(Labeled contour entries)
— BEGIN —

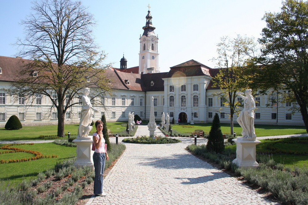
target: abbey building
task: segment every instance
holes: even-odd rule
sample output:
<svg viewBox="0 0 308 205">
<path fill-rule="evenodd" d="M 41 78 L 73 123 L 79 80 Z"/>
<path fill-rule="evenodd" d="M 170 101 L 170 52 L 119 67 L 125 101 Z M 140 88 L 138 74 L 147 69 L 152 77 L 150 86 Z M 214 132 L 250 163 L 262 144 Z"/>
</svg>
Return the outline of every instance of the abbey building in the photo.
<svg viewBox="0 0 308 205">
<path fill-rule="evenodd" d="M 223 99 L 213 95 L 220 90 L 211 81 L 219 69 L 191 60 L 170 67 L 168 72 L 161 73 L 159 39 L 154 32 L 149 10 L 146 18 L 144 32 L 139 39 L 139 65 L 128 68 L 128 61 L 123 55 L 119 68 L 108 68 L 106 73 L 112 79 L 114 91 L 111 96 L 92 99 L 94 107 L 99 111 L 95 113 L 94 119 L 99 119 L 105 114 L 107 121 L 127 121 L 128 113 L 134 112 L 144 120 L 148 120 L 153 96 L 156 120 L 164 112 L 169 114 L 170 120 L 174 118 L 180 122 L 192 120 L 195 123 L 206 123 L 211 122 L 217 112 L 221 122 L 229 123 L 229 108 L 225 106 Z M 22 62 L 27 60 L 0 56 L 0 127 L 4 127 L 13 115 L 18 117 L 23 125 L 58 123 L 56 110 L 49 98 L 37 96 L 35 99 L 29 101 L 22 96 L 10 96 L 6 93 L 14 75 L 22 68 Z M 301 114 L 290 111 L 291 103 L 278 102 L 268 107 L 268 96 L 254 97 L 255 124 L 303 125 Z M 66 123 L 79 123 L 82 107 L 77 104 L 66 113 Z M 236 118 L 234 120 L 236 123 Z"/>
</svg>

— END —
— BEGIN —

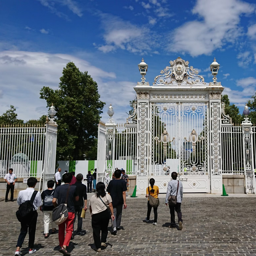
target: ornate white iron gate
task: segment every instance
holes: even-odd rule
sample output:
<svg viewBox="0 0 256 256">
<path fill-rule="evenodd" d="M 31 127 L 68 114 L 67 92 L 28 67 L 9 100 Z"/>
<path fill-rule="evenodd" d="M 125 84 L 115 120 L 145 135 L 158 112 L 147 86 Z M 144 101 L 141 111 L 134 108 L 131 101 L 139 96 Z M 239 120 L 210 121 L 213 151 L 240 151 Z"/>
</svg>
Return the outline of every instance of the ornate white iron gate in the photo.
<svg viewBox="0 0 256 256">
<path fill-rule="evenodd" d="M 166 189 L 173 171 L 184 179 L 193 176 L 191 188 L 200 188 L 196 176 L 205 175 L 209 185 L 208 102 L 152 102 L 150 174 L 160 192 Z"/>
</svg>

— END —
— BEGIN —

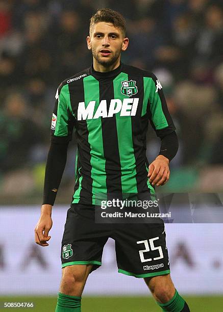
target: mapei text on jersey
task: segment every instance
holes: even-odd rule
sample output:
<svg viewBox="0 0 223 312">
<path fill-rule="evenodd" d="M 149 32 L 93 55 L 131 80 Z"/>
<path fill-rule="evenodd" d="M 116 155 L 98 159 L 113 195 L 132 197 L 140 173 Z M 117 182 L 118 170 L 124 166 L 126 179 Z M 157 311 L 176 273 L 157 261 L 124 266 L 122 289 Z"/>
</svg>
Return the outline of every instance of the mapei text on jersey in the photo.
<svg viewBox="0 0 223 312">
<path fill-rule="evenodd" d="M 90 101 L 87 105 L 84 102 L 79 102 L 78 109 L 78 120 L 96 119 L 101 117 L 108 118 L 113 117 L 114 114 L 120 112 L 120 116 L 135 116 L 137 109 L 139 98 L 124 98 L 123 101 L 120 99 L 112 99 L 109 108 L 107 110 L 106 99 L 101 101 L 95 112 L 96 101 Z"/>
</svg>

— END —

> [Exercise goal]: Give everything in the items above from the line containing "target: ornate white iron gate" down to the line containing "31 127 L 68", both of those lines included, as a numbered list with blank lines left out.

> [Output below]:
1. target: ornate white iron gate
2. task: segment every instance
3. holes: even-odd rule
4. sample output:
5. <svg viewBox="0 0 256 256">
6. <path fill-rule="evenodd" d="M 31 127 L 68 114 L 67 92 L 28 67 L 9 100 Z"/>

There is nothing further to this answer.